━━━ AUSGANGSTEXT ━━━
Eine köstlich-virtuose Maskerade

N. N., Der Bund (02.02.2009)

Der Rosenkavalier, 31.01.2009, Bern

Dieter Kaegi inszeniert am Stadttheater Bern Richard Strauss’ «Rosenkavalier»

Sie ist eigenwillig, brillant, bunt, reich an Überraschungen und vom Ensemble des Stadttheaters und dem Berner Symphonieorchester unter Srboljub Dinic musikalisch fein ausgelotet: die neue «Rosenkavalier»-Inszenierung am Berner Stadttheater.

Es sei eben bloss eine Farce und wienerische Maskerade gewesen und weiter nichts, meint die Marschallin gegenüber dem völlig konsternierten Baron Ochs, der am Ende nicht begreifen will, dass er in Heirats- und Gesellschaftsdingen endgültig aus dem Spiel ist. Maskerade und Komödie, dies sind bei allen reflektiven Momenten des Stücks auch die eigentlichen Triebfedern, die die Autoren Hugo von Hofmannsthal und Richard Strauss angeregt haben. Ob Molières Figuren, Mozarts «Figaro», geläufige Einfälle aus der Wiener Volkskomödie, Wagners «Meistersinger» oder gar Goethes «Wilhelm Meisters Lehrjahre» Pate gestanden haben, der «Rosenkavalier» fasziniert durch die einzigartige Konfiguration der Gestalten.

Theater im Theater

Dieter Kaegi stellt das Komödiantische in mehrfacher Hinsicht in den Vordergrund. Typisch umgesetzt etwa im Spiel mit dem Frühstückstablett im ersten Bild, wie dies übrigens Hofmannsthal bereits 1909 in einem szenischen Entwurf skizziert hatte. Kaegi und die Gestalter Okarina Peter und Timo Dentler (Bühne und Kostüme) spielen in mehreren Facetten auf brillante Art mit der Idee des Theaters im Theater, der Komödienbühne eben.

Hält sich das erste Bild im Schlafzimmer der Marschallin noch eher neutral und zitiert bloss in den Livreen der Bediensteten und einigen Möbelstücken Höfisches, gerät mit dem Zuckerbäckerrokoko der Saal des Emporkömmlings Faninal endgültig zum Stilzitat. Als Spielfläche dient eine aus dem Theater gerissene Wand, die den Blick ins komödiantische Leben freigibt, ein nicht selten auch ernsthaftes und verletzendes Leben. Und mit der Kopie der Berner Bühnenfront wird die Übergabe der silbernen Rose, die bisher meist pathetisch überhöht inszerniert worden ist, zur Show. Sie erinnert an Alfred Rollers historisierende Stilstudie bei der Uraufführungsdekoration im Sinne des Ancien Régime, die glücklicherweise endgültig Geschichte ist.
━━━ BEREITGESTELLTES MATERIAL ━━━
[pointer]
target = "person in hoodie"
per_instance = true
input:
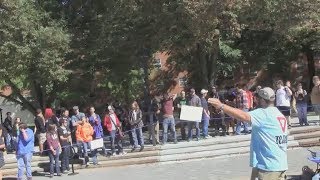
━━━
--- AUFTRAG A ---
Beantworte kurz anhand der Kritik zum Berner «Rosenkavalier»:
(i) Wer leitet das Berner Symphonieorchester?
(ii) Welche Figur bezeichnet das Geschehen am Ende als Farce und wienerische Maskerade?
(iii) In welchem Jahr skizzierte Hofmannsthal laut der Kritik das Spiel mit dem Frühstückstablett in einem szenischen Entwurf?
--- AUFTRAG B ---
Führe die Kritik zum Berner «Rosenkavalier» nach ihrem letzten Satz weiter.
Das Material stammt aus einer anderen Quelle.

--- ANTWORT A ---
(i) Srboljub Dinic
(ii) Die Marschallin
(iii) 1909

--- ANTWORT B ---
Zwischen Mensch und Puppe

Hofmannsthal sieht seine dramatischen Figuren zwischen Mensch und Puppe angesiedelt. Auch diese Sicht hat in Kaegis Inszenierung partiell Eingang gefunden. Nicht die Zeichnung der Protagonisten aber, sondern die zahlreichen Nebenfiguren fordern in dieser «Komödie für Musik» die Personenregie heraus.

In den heiklen Massenszenen hatte auch Kaegi nicht immer nur eine glückliche Hand. Trotzdem gelingt insgesamt mit dieser Berner Inszenierung ein gleichermassen raffinierter wie fantasievoller Theaterabend. Den operngeschichtlich einzigartigen emotionalen Absturz vom Überschäumen der Gefühle zu Distanziertheit und Vereinsamung, wie ihn der erste Akt des «Rosenkavaliers» durchlebt, hat Kaegi auch bildlich und gestisch auf bemerkenswerte Weise veranschaulicht.

Orchestermeisterstück

Die etwas eigenwillige Gattungsbezeichnung «Komödie für Musik» erinnert daran, dass so viele unterschwellige Beziehungen in dem reichen Netz an wechselnden Personenkonfigurationen allein aus der Musik zu erfahren sind. Dass beispielsweise das Terzett im dritten Akt, Moment höchster emotionaler Verinnerlichung, der Walzermelodie von Lerchenaus «Leiblied» folgt, besagt genug. Zwar ist es Oktavian, der Rosenkavalier, der alle Bindungen durcheinander bringt, aber letztlich tanzen fast alle nach der Melodie des Ochs von Lerchenau.

Srboljub Dinic präsentiert gemeinsam mit dem Berner Symphonieorchester eine grossartige Leistung. Die filigrane Vieldeutigkeit dieser Musik, die Hornorgien des ersten, die horrende Virtuosität des dritten Akts, die für die Balance so verzwickt-heiklen Schwebeklänge der hohen Streicher und Holzbläser oder die satten Orchesterklänge, die eigentlich die raumakustischen Bedingungen des Berner Theaters sprengen: Dinic und das Orchester bleiben im Rausch wie in der Zurücknahme brillant und intonationssicher. Bloss die Zurücknahme ins Stille und das musikalische Durchatmen nach dem Abgang von Ochs im ersten Akt könnten deutlicher herausgearbeitet sein.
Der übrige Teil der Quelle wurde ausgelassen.